__AIM 1__
According to the passage on Forest Service enterprises, how many national forests in California do the internal entrepreneurs serve?
__AIM 2__
Using the passage on Forest Service enterprises, decide whether each statement agrees with it: (a) Region 5 is the Forest Service's Pacific Southwest Region. (b) The enterprises stay within back-office and support services. (c) The enterprises have helped improve cost accounting across the region. Answer yes or no for each and quote the words that decide it.
__AIM 3__
Transcribe the passage on Forest Service enterprises from "These new enterprises" to "floating, flexible freelancers.".

__SOURCE PASSAGE__
--*--

Staff cuts and flat budgets have left the forests increasingly short of skills needed for safeguarding and harvesting trees, granting grazing rights and providing recreation facilities for visitors. But instead of trying to make ends meet by putting longtime, highly skilled employees out of their jobs, or simply by doing less, or hiring private firms to fill in, forests in California are turning loose their own employees to become itinerant businesspeople. Employees in the Forest Service's Pacific Southwest Region (Region 5) are becoming internal entrepreneurs plying their services for a fee across the 18 national forests in California-and sometimes beyond.
These new enterprises are similar to the mostly administrative reimbursable services offered by agencies for years and the franchises created by six departments to sell everything from employee health and human resources assistance to data centers and acquisition help across government. What's different about these enterprises is that the Forest Service allows individual employees to form them and that they expand the internal entrepreneuring concept from back-office and support services to the core work of the agency. As federal agencies follow industry's lead by shedding all but their core or inherently governmental functions, enterprises offer a new way of accomplishing that work. The enterprise experiment is bringing to fruition government theorists' predictions of the demise of "full-time forever" employment and the rise of floating, flexible freelancers.
The internal enterprises allow Region 5 forests to complete vital projects without further burdening already overtaxed regular employees and without adding expensive full-time staff. The existence of enterprises also has helped improve cost accounting across the region, as well as saved jobs and boosted morale and business skills among new business owners.

--*--

__DATA__
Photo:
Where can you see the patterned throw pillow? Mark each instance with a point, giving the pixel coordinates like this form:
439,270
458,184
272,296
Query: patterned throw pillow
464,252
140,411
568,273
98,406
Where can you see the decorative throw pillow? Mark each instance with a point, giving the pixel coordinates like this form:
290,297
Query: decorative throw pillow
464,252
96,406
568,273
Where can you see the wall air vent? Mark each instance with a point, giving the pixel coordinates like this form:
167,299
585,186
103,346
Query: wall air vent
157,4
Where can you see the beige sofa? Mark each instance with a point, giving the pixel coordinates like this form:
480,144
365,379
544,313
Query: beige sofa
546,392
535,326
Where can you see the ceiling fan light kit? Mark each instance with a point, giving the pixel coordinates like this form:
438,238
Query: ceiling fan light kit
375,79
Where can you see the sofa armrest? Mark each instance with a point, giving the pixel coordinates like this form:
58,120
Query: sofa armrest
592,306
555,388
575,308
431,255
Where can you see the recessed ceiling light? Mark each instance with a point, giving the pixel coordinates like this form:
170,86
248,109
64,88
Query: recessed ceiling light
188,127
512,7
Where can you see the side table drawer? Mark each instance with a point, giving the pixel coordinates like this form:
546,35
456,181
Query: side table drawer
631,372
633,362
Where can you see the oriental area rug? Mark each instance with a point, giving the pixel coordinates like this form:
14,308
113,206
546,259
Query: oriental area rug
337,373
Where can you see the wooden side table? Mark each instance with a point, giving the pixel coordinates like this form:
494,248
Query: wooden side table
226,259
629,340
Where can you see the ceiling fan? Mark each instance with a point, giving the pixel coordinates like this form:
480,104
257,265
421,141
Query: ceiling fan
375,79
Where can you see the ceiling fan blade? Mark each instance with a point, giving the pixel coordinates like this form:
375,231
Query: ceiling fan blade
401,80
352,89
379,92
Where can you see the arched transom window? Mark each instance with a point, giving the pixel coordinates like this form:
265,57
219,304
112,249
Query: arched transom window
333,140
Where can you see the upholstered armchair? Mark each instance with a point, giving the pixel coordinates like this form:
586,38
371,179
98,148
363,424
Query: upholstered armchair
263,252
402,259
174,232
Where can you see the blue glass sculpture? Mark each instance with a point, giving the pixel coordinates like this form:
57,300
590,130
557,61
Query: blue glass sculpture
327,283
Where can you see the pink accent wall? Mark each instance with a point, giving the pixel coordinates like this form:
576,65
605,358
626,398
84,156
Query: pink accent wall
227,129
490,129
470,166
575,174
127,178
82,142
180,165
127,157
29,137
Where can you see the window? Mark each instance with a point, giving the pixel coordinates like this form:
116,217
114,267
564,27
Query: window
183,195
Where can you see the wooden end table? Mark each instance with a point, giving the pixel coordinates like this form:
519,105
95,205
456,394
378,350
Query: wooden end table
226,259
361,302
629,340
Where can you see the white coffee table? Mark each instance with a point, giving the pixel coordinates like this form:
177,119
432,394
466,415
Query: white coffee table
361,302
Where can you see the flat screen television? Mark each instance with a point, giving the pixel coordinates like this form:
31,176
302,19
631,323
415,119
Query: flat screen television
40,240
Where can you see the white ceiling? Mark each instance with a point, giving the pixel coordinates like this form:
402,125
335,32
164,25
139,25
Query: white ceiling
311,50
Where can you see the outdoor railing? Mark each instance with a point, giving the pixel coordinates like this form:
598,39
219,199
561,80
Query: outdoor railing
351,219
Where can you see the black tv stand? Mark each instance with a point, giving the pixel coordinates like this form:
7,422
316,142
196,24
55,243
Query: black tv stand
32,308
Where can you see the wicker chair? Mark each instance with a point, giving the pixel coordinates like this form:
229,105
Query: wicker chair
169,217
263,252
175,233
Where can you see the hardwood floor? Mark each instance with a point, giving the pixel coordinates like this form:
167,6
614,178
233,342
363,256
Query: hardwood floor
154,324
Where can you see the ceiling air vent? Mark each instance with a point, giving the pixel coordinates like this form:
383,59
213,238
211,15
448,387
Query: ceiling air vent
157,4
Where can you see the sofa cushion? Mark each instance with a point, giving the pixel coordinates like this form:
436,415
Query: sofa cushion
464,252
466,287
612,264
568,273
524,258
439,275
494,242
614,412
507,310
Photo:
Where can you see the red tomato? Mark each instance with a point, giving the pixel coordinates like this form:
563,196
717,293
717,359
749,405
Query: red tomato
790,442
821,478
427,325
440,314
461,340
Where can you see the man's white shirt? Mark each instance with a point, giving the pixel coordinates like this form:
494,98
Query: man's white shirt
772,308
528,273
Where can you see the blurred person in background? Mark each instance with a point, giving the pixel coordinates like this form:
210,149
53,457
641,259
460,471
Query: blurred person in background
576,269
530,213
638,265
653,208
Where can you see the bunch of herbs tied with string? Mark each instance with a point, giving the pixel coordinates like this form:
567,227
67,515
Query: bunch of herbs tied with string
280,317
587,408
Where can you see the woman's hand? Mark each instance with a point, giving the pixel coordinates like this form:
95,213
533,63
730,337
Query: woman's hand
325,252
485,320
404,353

--*--

__EXERCISE RESPONSE 1__
18

__EXERCISE RESPONSE 2__
(a) Yes: "Employees in the Forest Service's Pacific Southwest Region (Region 5) are becoming internal entrepreneurs"
(b) No: "they expand the internal entrepreneuring concept from back-office and support services to the core work of the agency"
(c) Yes: "The existence of enterprises also has helped improve cost accounting across the region"

__EXERCISE RESPONSE 3__
These new enterprises are similar to the mostly administrative reimbursable services offered by agencies for years and the franchises created by six departments to sell everything from employee health and human resources assistance to data centers and acquisition help across government. What's different about these enterprises is that the Forest Service allows individual employees to form them and that they expand the internal entrepreneuring concept from back-office and support services to the core work of the agency. As federal agencies follow industry's lead by shedding all but their core or inherently governmental functions, enterprises offer a new way of accomplishing that work. The enterprise experiment is bringing to fruition government theorists' predictions of the demise of "full-time forever" employment and the rise of floating, flexible freelancers.